■ Fragmento del texto
▼▼▼

Los españoles, tras el desastre de la Noche Triste y la victoria imposible en Otumba, tuvieron fuerzas para regresar a Tenochtitlán y tomar la ciudad. John Wilkes escribió que “Dice mucho a favor de la capacidad de resistencia de los hombres que lucharon en México el que pudieran aguantar la guerra, la enfermedad, las difíciles marchas y la escasez de alimentos de la vida cotidiana, y que luego fueran todavía capaces, tras todos estos sufrimientos, de contraatacar”.

Tenochtitlán cayó tras un largo asedio, y junto a ella el régimen de terror sobre el que se construía la sociedad azteca. La ciudad fue rebautizada como México y reconstruida según los cánones europeos. Terminaron los sacrificios masivos y el canibalismo. Comenzó el mestizaje y arrancó una nueva sociedad que supo aprovechar lo mejor de ambos mundos. Se crearon hospitales, iglesias y escuelas por doquier, seguidos de una catedral y la primera universidad de América. Los religiosos españoles y la administración, así como muchos de los protagonistas de la gesta, se desvivieron, como en todo el Imperio, por frenar abusos y conservar en la medida de lo posible las tradiciones, historia y cultura indígenas.

Gracias a aquellos esfuerzos, que no se enseñan hoy en las escuelas, la cultura de Hispanoamérica no tiene nada que ver con la América nativa que arrasaron los anglos. La hispana es una América mestiza. España, entonces adelantadísima a su tiempo, llevó lo mejor de sí misma y conservó lo autóctono de forma muy avanzada y humanitaria para lo que habría sido lo normal en el siglo XVI. Alfredo Alvar señala que “El español del siglo XVI busca la conquista intelectual también, y la transmisión de sus valores al conquistado. Probablemente esto sea mucho más digno que aniquilar y exterminar al conquistado, como fue el modelo angloamericano en lo que ahora son los Estados Unidos”. Puede decirse que España no conquistó América, sino que la españolizó. Fue en América la precursora, llevando a Ultramar su herencia grecorromana.

▲▲▲

■ Consigna 1
En el fragmento sobre la caída de Tenochtitlán, ¿qué nuevo nombre recibió la ciudad?
■ Consigna 2
Prosigue el fragmento sobre la caída de Tenochtitlán a partir de su última oración.
Los registros no intervienen en esto.

■ Registros extraídos
▼▼▼

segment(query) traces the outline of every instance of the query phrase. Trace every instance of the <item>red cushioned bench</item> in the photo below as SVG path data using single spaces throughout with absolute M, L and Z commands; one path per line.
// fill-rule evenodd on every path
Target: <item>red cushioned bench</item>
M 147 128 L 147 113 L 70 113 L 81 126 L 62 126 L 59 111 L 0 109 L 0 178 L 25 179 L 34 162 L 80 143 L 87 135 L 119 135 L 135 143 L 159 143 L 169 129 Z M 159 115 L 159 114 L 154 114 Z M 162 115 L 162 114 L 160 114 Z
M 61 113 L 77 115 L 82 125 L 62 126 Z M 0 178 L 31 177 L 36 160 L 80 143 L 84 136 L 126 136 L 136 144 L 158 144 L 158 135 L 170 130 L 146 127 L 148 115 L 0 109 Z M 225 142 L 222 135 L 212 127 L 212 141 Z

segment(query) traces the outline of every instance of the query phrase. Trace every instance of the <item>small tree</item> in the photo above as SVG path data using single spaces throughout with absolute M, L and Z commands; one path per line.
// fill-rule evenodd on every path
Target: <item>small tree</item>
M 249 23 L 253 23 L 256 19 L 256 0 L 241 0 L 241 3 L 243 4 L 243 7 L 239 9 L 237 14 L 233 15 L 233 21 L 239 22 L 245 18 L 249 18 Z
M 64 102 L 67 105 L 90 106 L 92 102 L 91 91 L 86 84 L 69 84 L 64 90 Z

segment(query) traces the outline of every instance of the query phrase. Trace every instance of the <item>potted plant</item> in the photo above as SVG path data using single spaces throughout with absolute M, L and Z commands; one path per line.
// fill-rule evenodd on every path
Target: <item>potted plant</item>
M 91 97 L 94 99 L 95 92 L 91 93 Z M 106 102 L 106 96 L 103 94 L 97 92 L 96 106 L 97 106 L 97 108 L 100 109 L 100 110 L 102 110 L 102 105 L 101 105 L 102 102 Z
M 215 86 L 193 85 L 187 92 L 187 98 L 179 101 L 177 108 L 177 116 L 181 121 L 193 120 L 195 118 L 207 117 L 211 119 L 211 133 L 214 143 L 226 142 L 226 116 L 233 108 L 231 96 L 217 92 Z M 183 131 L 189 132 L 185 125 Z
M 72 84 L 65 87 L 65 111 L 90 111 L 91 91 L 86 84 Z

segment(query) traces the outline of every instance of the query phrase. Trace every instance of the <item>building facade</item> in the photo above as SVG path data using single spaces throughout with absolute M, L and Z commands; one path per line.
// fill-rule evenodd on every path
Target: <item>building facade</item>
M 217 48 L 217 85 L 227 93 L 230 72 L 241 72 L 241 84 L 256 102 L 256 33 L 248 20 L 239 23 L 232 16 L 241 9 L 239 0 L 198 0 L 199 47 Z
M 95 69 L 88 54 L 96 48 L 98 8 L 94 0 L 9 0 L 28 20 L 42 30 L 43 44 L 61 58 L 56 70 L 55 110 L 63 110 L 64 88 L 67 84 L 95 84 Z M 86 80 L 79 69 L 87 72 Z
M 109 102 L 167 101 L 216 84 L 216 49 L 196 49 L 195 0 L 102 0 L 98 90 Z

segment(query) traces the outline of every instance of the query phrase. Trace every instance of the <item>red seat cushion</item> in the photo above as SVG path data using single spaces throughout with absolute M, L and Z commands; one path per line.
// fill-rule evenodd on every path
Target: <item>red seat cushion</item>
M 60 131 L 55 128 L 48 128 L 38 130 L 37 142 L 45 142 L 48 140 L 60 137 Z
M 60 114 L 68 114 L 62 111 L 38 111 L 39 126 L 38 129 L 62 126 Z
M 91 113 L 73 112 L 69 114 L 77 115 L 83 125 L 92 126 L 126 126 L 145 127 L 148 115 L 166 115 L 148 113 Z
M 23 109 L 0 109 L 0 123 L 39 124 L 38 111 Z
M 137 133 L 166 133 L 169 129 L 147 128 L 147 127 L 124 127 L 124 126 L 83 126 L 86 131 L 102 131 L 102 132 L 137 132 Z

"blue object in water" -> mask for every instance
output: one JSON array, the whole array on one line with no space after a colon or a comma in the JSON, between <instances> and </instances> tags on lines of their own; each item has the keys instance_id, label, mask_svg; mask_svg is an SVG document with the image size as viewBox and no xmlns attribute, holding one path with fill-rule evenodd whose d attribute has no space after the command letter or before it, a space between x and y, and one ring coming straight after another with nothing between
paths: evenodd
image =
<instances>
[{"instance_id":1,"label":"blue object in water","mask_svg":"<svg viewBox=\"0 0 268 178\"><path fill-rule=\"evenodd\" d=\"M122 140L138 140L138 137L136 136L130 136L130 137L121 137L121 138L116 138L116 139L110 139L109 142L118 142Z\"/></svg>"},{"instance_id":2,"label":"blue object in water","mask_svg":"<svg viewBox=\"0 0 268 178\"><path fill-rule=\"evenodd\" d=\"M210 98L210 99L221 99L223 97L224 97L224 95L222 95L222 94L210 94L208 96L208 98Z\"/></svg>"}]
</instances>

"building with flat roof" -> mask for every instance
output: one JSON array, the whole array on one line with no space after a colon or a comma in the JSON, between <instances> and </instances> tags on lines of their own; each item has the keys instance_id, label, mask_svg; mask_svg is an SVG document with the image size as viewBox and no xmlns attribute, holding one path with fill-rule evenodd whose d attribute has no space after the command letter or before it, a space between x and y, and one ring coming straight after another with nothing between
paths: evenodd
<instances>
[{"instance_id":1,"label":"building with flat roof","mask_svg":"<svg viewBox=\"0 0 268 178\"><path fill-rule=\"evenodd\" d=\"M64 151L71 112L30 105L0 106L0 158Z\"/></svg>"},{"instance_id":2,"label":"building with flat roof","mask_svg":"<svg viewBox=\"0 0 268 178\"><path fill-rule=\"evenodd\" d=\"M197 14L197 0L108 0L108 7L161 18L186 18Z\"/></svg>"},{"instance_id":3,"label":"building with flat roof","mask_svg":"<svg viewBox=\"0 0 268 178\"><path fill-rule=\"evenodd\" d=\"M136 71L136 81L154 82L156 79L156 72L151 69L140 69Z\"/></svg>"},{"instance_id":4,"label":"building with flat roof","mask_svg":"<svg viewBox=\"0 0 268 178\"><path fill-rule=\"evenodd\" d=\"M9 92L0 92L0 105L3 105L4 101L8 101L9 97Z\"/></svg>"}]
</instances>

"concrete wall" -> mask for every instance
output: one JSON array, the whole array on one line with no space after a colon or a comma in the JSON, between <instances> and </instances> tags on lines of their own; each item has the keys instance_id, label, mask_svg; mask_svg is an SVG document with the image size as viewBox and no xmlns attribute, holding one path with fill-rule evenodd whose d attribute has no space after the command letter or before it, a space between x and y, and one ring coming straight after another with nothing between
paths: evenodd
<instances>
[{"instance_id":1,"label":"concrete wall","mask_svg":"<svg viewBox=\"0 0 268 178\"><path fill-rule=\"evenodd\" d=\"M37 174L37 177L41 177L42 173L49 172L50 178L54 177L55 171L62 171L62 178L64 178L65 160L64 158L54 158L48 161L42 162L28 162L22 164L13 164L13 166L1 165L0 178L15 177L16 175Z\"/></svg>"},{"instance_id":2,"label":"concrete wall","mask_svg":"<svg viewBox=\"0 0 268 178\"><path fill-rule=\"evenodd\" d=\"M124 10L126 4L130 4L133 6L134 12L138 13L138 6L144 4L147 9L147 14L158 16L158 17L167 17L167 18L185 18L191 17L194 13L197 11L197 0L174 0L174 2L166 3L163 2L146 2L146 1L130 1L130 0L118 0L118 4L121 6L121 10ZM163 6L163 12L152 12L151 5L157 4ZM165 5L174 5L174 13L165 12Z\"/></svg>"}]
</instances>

▲▲▲

■ Respuesta 1
Fue rebautizada como México.

■ Respuesta 2
Tras coronarse como uno de los mayores héroes de la Historia, Cortés fue un hombre ante el que todos se descubrían en señal de admiración y respeto. Nunca le faltaron honores ni reconocimiento en toda Europa. Sin embargo, murió amargado, reducido a un papel protocolario por la Corona, decidida a recortar su poder e influencia. España siempre ha pagado muy mal a sus muertos y a sus héroes, y los Conquistadores no fueron una excepción.

Los restos de Cortés descansan hoy en Ciudad de México, muy cerca del lugar donde se encontró por primera vez con Moctezuma. México, ciudad y país que en un incomprensible alarde de inmadurez e ingratitud, no tiene calles, avenidas ni estatuas dedicadas al que fue su inventor, el padre de su patria. Las mentiras e infamias de la Leyenda Negra, o la simpleza de victimistas y absurdas mitologías nacionalistas, siempre perseguirán injustamente a aquellos héroes como un rencor inmerecido, inculto y miserable.

"...quería parecerse a Alejandro macedonio..."

Afortunadamente y también hoy en día, en los más diversos foros de debate histórico se suele plantear la pregunta de cuál fue el más grande estratega de la historia. A Cortés se le suele contemplar en los primeros puestos, cerca de Napoleón, Escipión y Aníbal, aunque siempre por debajo de Alejandro y César, los dos héroes de la Antigüedad cuya historia el extremeño conocía muy bien. Sus hombres decían que “...quería parecerse a Alejandro macedonio, beneficiando a los vencidos antes que a nosotros”.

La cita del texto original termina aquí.